Under no circumstances alter the records; copy each one exactly.

▶ DATASET ENTRIES:
☆ ☆ ☆ ☆
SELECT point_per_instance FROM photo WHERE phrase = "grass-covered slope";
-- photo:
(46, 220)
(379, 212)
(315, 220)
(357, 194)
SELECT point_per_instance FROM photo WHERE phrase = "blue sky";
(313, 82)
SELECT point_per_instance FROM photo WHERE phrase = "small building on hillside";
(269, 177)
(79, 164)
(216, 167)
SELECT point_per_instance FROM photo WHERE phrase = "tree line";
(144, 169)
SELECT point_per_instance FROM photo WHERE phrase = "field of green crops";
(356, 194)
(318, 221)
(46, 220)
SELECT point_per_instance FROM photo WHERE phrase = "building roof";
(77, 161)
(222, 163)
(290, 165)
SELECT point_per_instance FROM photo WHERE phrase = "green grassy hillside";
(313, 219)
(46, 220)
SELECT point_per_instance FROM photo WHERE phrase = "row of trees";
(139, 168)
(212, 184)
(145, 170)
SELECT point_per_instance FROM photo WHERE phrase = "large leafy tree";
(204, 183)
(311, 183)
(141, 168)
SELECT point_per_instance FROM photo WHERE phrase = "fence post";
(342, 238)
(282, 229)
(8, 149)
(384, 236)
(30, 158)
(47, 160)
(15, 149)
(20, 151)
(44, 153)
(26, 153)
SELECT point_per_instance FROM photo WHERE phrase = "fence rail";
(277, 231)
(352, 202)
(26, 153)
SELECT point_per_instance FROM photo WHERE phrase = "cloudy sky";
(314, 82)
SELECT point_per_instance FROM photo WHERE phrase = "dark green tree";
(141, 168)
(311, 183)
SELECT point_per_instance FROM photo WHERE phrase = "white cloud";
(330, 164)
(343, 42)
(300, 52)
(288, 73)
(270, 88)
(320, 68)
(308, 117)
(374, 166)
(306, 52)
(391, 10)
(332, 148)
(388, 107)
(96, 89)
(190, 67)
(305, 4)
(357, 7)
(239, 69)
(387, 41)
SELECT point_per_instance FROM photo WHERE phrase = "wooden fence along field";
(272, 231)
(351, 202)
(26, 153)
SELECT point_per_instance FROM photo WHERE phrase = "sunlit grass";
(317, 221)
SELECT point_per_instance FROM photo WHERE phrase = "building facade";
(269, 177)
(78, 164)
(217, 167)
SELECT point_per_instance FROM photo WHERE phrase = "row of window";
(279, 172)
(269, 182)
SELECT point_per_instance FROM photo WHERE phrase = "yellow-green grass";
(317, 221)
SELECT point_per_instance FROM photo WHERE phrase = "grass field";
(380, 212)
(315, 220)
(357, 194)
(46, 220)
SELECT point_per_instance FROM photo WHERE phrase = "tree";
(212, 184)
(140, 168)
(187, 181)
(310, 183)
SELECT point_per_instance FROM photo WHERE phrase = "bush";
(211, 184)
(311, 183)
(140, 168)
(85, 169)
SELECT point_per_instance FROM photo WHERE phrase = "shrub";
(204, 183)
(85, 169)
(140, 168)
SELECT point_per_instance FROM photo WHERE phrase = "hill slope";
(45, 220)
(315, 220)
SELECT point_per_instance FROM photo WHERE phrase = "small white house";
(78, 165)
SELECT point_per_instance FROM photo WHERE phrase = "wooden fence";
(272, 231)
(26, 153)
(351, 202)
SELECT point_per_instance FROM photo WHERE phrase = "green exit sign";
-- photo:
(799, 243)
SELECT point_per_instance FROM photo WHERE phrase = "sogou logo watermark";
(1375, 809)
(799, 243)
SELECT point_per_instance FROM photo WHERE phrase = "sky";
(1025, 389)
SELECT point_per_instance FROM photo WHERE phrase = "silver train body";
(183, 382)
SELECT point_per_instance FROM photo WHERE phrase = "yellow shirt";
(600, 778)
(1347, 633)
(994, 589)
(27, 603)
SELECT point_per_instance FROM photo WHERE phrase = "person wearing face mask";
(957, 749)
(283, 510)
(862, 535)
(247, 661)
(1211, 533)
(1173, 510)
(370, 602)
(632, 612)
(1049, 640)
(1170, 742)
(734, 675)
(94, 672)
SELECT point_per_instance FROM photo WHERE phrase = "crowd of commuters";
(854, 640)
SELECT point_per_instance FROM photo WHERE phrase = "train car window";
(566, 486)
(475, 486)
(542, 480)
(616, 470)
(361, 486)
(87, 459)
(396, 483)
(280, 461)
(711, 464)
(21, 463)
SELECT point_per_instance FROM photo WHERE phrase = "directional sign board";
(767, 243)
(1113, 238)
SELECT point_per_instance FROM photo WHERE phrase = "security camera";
☆ ☆ ☆ ☆
▶ ANSWER TO THIS PROBLEM:
SELECT point_per_instance FROM photo WHERE phrase = "grass-covered slope";
-- photo:
(46, 220)
(379, 212)
(315, 220)
(357, 194)
SELECT point_per_instance FROM photo WHERE phrase = "blue sky";
(313, 82)
SELECT point_per_instance FROM photo WHERE phrase = "small building on hillside";
(269, 177)
(79, 164)
(216, 167)
SELECT point_per_instance FROM photo WHERE phrase = "tree line";
(144, 169)
SELECT point_per_instance FROM photo WHERE phrase = "field of green crops";
(356, 194)
(318, 221)
(46, 220)
SELECT point_per_instance FROM photo WHERE phrase = "building roof";
(77, 161)
(222, 163)
(290, 165)
SELECT point_per_instance FROM photo WHERE phrase = "green grassy hillside";
(313, 219)
(46, 220)
SELECT point_per_instance FROM photo WHERE phrase = "row of trees";
(139, 168)
(212, 184)
(145, 170)
SELECT point_per_instance FROM photo WHERE phrase = "large leafy tree";
(204, 183)
(311, 183)
(141, 168)
SELECT point_per_instance FROM photo WHERE phrase = "fence post";
(342, 238)
(282, 229)
(8, 149)
(384, 236)
(30, 158)
(47, 160)
(15, 149)
(20, 151)
(44, 153)
(26, 153)
SELECT point_per_instance FROM photo WHERE phrase = "fence rail";
(277, 231)
(352, 202)
(26, 153)
SELECT point_per_instance FROM photo WHERE phrase = "cloudy sky";
(314, 82)
SELECT point_per_instance FROM photo WHERE phrase = "dark green tree";
(141, 168)
(311, 183)
SELECT point_per_instance FROM photo WHERE phrase = "white cloud";
(330, 164)
(343, 42)
(300, 52)
(288, 73)
(270, 88)
(320, 68)
(308, 117)
(374, 166)
(306, 52)
(391, 10)
(332, 148)
(388, 107)
(96, 89)
(190, 67)
(305, 4)
(357, 7)
(239, 69)
(387, 41)
SELECT point_per_instance FROM photo WHERE phrase = "wooden fence along field";
(272, 231)
(351, 202)
(26, 153)
SELECT point_per_instance FROM photo WHERE phrase = "sunlit grass";
(317, 221)
SELECT point_per_instance FROM photo WHERE phrase = "building facade";
(269, 177)
(78, 164)
(217, 167)
SELECT point_per_instance FROM photo WHERE phrase = "row of window";
(279, 172)
(269, 182)
SELECT point_per_instance FROM photo WHERE phrase = "yellow-green grass";
(317, 221)
SELECT point_per_instance FROM photo WHERE phrase = "grass field";
(380, 212)
(315, 220)
(357, 194)
(46, 220)
SELECT point_per_instance FROM photo WHERE phrase = "tree";
(212, 184)
(140, 168)
(187, 181)
(310, 183)
SELECT point_per_instance FROM photo WHERE phrase = "bush";
(211, 184)
(311, 183)
(140, 168)
(85, 169)
SELECT point_per_instance FROM photo WHERE phrase = "shrub";
(204, 183)
(85, 169)
(140, 168)
SELECT point_per_instance FROM photo WHERE phrase = "hill slope";
(45, 220)
(315, 220)
SELECT point_per_instance FROM photo WHERE phrase = "small white house";
(78, 165)
SELECT point_per_instance FROM photo WHERE phrase = "wooden fence";
(272, 231)
(26, 153)
(351, 202)
SELECT point_per_instance FROM photo WHERE phrase = "green exit sign";
-- photo:
(799, 243)
SELECT point_per_instance FROM photo WHERE phrase = "sogou logo watermark";
(1375, 809)
(799, 243)
SELECT point_per_instance FROM photo WHERE phrase = "sky";
(1025, 389)
SELECT point_per_instance FROM photo WHERE phrase = "silver train body";
(183, 382)
SELECT point_per_instance FROM photo WHERE phrase = "yellow shirt";
(600, 778)
(1347, 633)
(994, 589)
(27, 603)
SELECT point_per_instance FROM photo WHERE phrase = "person wearing face mask";
(957, 749)
(283, 510)
(862, 535)
(247, 661)
(1211, 533)
(1173, 510)
(370, 602)
(632, 612)
(1049, 640)
(1170, 742)
(734, 675)
(94, 672)
SELECT point_per_instance FROM photo WHERE phrase = "crowd of commuters";
(854, 640)
SELECT point_per_instance FROM photo WHERE phrase = "train car window";
(566, 486)
(475, 486)
(542, 480)
(616, 470)
(361, 486)
(87, 459)
(396, 483)
(280, 461)
(711, 464)
(21, 463)
SELECT point_per_instance FROM photo WHERE phrase = "directional sign board";
(767, 243)
(1113, 238)
SELECT point_per_instance FROM photo WHERE phrase = "security camera";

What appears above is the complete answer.